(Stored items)
╭──

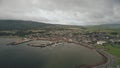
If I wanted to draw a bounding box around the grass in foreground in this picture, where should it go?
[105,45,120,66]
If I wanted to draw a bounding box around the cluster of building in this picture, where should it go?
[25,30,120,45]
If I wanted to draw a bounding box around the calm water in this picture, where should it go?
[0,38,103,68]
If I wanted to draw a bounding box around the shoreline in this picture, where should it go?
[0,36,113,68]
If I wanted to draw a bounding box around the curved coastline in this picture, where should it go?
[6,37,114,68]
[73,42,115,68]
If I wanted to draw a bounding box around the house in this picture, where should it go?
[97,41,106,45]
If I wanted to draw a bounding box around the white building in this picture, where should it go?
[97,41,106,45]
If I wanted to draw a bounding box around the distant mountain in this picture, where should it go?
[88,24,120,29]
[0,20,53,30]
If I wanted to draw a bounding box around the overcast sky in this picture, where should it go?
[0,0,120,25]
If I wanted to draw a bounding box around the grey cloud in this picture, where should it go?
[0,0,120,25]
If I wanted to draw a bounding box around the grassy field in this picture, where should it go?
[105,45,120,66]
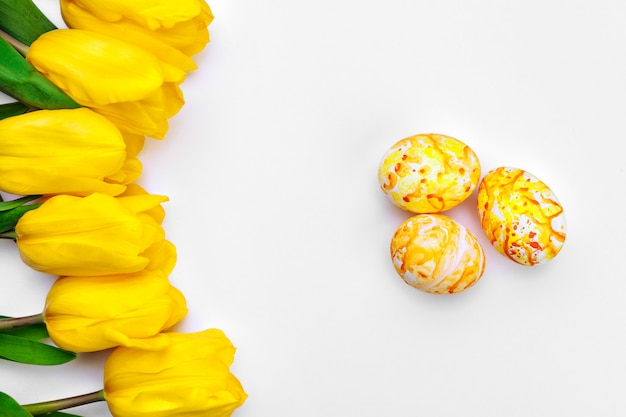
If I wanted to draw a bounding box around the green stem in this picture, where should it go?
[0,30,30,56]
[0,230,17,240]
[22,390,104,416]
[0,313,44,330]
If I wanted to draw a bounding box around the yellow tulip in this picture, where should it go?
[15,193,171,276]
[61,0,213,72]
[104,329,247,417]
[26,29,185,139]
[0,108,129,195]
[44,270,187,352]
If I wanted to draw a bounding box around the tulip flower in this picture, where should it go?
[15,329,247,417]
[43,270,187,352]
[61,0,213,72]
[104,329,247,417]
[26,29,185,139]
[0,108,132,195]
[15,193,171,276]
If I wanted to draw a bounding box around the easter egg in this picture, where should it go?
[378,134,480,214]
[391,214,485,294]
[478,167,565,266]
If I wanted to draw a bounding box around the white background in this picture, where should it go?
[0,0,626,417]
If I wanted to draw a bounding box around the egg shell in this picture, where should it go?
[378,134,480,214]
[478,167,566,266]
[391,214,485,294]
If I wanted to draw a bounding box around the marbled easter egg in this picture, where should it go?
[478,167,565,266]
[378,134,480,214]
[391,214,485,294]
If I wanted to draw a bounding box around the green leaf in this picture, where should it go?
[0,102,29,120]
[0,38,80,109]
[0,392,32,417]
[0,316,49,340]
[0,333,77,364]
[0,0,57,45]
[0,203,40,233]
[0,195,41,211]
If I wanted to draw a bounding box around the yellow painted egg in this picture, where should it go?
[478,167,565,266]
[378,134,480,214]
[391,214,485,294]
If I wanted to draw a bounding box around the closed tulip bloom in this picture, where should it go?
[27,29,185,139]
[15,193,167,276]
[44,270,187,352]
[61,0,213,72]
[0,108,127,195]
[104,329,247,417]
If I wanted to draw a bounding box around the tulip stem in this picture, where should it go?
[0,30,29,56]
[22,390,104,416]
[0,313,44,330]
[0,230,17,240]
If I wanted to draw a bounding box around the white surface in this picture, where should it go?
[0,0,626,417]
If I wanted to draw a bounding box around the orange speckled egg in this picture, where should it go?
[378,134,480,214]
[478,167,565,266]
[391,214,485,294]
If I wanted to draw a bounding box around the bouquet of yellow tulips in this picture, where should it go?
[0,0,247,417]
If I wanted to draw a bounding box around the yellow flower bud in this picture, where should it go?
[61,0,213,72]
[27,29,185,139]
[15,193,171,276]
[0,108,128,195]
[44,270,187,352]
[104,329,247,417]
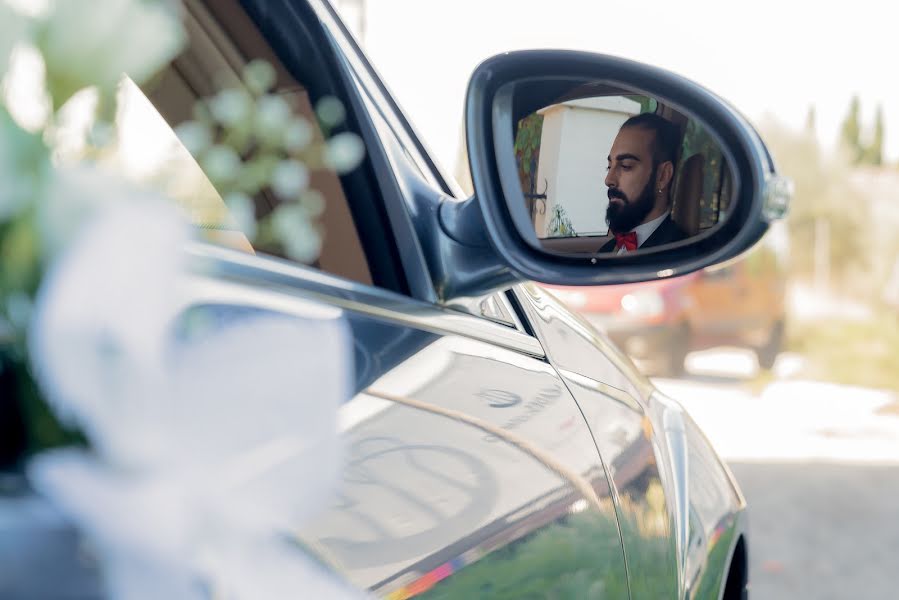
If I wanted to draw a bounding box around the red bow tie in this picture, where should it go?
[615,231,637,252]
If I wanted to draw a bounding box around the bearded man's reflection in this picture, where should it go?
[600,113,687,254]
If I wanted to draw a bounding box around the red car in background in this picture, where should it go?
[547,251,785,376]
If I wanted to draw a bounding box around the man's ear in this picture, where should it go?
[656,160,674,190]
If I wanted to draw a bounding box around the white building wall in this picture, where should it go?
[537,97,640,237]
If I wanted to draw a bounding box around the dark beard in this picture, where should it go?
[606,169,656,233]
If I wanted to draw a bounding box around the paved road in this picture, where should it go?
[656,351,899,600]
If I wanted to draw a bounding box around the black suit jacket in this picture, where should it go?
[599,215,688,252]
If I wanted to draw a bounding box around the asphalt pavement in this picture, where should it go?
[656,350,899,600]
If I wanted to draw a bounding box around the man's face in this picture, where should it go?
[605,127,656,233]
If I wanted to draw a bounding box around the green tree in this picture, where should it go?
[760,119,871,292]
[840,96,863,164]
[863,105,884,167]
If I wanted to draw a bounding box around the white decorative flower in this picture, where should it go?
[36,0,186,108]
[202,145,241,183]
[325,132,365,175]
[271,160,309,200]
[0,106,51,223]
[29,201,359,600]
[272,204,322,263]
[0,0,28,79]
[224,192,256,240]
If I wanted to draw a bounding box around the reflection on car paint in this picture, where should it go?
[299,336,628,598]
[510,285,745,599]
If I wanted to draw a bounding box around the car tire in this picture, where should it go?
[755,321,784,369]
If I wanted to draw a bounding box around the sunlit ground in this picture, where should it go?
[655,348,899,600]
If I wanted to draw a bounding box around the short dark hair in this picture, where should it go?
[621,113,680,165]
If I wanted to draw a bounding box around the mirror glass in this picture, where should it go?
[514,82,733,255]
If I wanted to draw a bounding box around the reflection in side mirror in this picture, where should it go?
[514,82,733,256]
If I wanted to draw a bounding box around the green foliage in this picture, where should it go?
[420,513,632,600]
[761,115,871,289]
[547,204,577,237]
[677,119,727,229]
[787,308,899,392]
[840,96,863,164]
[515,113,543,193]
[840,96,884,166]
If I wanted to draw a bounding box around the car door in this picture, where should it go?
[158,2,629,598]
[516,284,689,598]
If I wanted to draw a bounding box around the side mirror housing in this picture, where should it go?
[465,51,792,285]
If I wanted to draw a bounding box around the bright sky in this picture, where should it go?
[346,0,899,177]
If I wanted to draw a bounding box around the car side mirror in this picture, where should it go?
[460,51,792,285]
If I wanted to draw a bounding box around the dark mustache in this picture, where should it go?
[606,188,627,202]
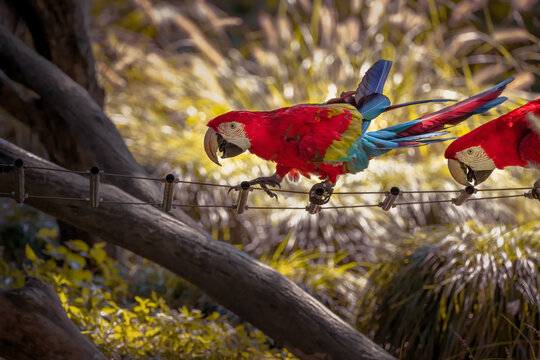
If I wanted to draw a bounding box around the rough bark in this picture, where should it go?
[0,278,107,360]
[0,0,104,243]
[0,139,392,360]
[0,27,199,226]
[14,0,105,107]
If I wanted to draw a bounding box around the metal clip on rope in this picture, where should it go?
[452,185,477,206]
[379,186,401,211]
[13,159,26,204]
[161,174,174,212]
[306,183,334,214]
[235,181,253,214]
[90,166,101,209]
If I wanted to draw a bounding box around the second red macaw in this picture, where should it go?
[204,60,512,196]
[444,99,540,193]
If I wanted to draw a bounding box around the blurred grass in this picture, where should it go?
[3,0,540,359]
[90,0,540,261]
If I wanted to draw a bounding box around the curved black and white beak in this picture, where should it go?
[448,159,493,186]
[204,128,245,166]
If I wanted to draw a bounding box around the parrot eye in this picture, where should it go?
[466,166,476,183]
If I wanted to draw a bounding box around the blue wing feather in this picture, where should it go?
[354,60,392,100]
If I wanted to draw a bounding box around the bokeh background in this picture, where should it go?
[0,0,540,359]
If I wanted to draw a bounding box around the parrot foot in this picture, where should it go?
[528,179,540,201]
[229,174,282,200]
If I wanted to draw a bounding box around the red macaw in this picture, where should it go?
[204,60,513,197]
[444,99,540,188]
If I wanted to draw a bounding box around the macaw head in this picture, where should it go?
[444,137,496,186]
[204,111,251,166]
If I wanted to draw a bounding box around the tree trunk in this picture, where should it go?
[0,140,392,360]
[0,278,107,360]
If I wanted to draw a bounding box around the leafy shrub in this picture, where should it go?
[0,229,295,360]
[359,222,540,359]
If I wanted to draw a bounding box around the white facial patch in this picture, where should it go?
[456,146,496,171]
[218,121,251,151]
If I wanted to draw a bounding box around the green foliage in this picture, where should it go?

╰──
╭──

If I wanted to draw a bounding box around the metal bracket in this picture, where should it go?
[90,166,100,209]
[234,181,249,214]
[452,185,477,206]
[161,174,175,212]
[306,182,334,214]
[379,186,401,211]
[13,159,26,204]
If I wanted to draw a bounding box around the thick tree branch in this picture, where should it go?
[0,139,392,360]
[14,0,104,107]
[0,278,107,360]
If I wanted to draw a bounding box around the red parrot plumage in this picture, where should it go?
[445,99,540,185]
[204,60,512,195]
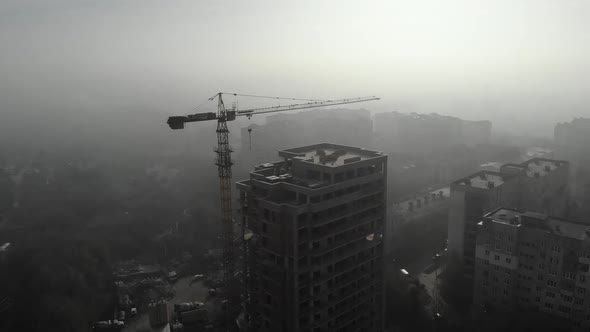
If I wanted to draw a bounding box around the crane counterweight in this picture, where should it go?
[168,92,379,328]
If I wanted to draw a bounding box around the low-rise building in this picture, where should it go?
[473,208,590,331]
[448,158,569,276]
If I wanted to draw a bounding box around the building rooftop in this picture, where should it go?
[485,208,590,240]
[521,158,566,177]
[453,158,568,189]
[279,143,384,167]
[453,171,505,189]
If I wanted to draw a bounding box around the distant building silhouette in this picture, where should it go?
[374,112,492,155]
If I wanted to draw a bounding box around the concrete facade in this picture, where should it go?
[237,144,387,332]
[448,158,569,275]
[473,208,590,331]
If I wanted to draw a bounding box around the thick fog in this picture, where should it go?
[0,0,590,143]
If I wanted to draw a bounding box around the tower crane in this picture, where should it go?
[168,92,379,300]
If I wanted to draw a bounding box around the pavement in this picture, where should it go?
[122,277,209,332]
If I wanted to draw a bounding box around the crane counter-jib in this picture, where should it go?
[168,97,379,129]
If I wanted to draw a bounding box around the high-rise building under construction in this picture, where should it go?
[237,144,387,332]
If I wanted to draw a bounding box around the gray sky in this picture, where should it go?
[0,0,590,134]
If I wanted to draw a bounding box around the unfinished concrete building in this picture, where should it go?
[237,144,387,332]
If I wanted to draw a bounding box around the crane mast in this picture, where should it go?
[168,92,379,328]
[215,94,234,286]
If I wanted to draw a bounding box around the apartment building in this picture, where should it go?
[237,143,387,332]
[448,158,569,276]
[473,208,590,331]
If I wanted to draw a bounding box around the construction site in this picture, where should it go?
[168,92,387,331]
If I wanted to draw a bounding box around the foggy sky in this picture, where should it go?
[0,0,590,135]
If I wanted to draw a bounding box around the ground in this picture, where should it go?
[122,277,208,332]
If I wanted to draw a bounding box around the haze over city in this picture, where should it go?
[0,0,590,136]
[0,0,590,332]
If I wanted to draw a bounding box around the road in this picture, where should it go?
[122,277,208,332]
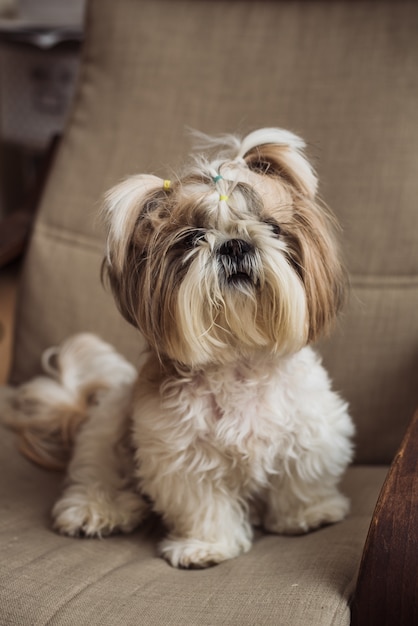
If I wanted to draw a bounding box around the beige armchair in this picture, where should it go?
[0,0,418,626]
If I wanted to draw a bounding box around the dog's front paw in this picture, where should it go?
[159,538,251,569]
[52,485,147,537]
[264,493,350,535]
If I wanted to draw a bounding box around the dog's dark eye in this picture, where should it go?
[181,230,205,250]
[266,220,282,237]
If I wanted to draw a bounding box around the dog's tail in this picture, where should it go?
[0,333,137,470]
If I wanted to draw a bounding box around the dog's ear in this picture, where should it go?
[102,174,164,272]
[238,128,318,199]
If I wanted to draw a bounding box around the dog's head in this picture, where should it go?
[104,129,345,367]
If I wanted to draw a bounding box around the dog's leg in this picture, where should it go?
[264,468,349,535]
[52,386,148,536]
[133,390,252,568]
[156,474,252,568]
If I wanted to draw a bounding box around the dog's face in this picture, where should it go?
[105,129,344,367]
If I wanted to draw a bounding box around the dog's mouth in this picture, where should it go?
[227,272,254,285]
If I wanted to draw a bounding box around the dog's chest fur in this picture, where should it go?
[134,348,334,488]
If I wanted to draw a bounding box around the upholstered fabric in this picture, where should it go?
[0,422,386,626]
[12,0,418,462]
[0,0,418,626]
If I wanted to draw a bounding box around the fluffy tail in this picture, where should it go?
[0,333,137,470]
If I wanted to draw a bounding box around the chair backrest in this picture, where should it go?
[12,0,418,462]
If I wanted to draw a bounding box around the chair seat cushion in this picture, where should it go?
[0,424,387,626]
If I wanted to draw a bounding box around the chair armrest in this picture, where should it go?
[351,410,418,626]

╰──

- **What the task requires**: Turn the lines into a numbered list, from the line with "foreground in this picture, where should it go?" through the line with "[0,38,103,68]", and leave out any blank lines.

- **Answer**:
1. If I wanted to draw a bounding box around the grass in foreground in this picture, where should it go?
2. [105,45,120,66]
3. If I wanted to draw a bounding box around the cluster of building in this picture, where should it go?
4. [25,30,120,45]
5. If I wanted to draw a bounding box around the calm water in this picture, where should it go?
6. [0,38,103,68]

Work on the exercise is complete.